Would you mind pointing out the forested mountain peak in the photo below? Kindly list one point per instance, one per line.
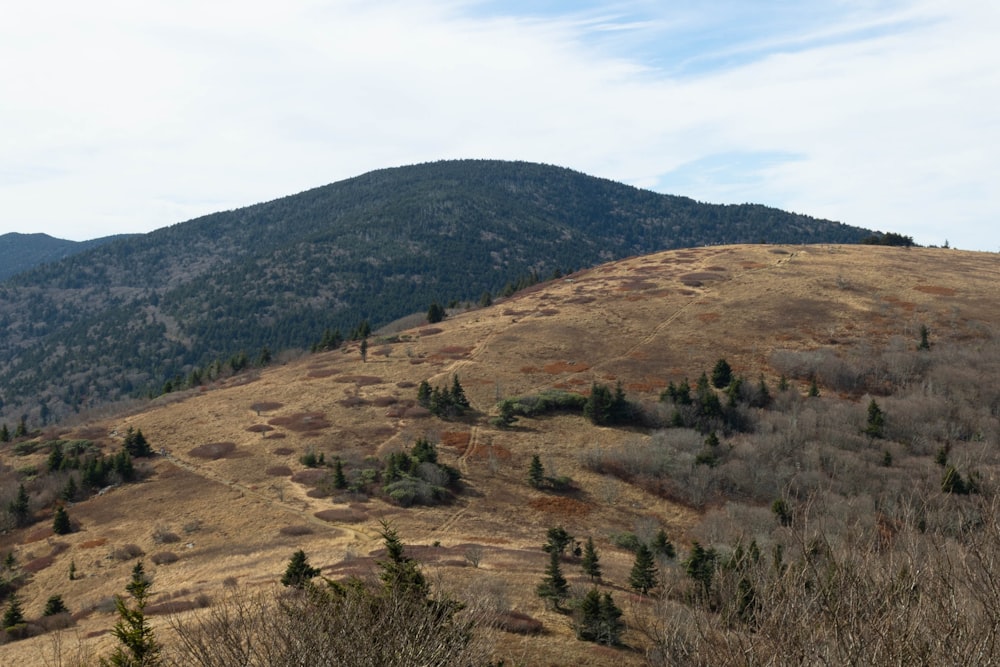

+++++

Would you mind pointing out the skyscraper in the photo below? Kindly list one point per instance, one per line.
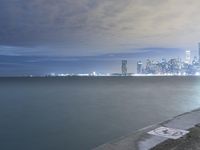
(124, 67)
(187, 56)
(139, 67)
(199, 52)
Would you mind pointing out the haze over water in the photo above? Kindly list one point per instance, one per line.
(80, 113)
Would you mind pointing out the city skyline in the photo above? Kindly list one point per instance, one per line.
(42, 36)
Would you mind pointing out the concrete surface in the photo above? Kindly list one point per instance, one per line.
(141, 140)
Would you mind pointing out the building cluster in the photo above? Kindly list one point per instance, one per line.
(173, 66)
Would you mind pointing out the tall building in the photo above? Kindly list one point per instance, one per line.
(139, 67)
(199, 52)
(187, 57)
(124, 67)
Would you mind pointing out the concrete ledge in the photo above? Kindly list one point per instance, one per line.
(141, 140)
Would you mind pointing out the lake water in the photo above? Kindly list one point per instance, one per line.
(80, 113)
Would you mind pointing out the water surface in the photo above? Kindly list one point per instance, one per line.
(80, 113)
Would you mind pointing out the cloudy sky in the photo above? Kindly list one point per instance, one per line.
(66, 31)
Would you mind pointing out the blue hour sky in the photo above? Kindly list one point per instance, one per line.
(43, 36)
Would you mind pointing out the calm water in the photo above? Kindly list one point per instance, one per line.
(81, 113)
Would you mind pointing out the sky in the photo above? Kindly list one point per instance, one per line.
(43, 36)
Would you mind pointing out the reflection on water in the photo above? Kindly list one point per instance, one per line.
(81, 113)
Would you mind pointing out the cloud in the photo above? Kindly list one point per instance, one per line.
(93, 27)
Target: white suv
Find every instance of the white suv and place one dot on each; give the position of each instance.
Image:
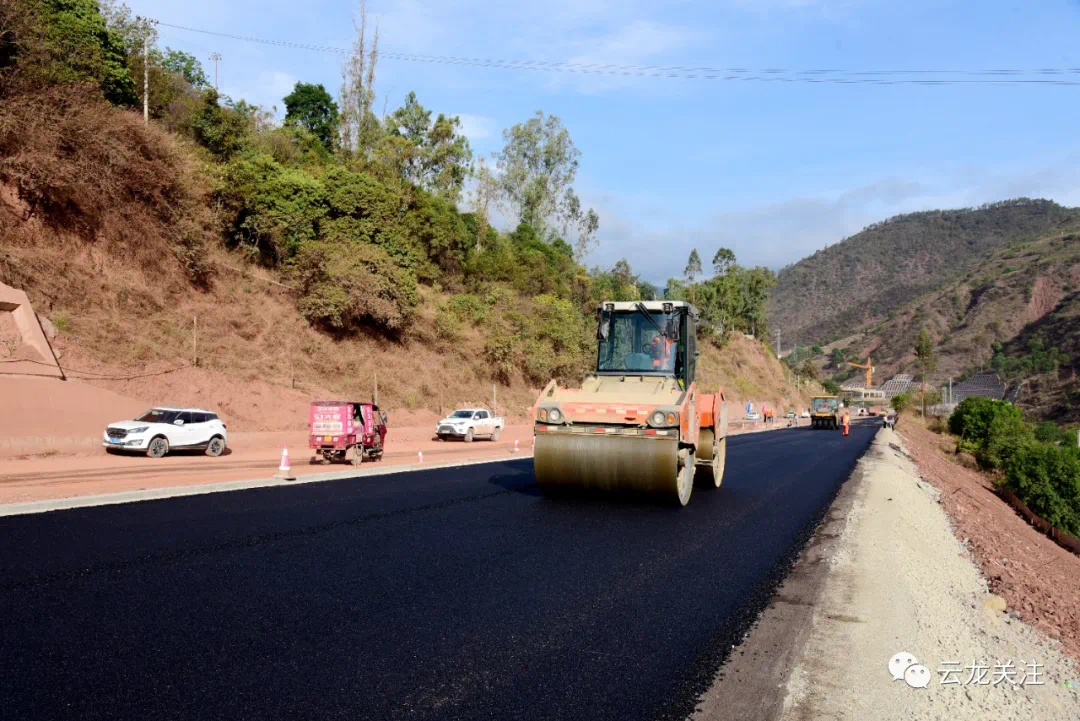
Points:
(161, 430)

+++++

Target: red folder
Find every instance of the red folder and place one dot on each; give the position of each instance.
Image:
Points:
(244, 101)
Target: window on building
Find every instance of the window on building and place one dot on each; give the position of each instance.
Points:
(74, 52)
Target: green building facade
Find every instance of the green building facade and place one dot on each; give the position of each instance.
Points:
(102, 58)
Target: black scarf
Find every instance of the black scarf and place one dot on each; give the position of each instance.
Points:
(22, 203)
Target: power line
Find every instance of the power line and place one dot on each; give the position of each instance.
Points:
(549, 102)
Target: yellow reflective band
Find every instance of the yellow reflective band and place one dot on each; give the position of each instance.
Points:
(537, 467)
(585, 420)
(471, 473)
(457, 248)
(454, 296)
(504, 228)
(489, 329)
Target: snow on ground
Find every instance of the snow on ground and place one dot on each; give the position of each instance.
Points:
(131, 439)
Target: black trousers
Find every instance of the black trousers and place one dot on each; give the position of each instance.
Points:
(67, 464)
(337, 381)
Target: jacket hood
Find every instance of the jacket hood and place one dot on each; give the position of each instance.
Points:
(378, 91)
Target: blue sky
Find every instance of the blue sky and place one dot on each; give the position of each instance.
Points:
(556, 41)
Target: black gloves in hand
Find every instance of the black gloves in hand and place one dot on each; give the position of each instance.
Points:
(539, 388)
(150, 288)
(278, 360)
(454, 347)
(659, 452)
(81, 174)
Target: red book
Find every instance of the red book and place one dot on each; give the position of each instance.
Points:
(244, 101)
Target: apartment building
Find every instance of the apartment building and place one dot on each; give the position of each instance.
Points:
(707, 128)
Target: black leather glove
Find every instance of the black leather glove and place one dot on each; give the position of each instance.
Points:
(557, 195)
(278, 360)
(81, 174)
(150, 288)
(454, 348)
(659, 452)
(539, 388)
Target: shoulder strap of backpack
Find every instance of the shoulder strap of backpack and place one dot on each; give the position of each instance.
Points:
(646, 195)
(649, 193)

+++++

WHAT IS NEEDED: Please return each line above that contains the string "apartment". Case counts.

ANSWER TO THIS EXERCISE:
Target: apartment building
Find every instance of the apartment building and place one dot on each; give the position of each instance.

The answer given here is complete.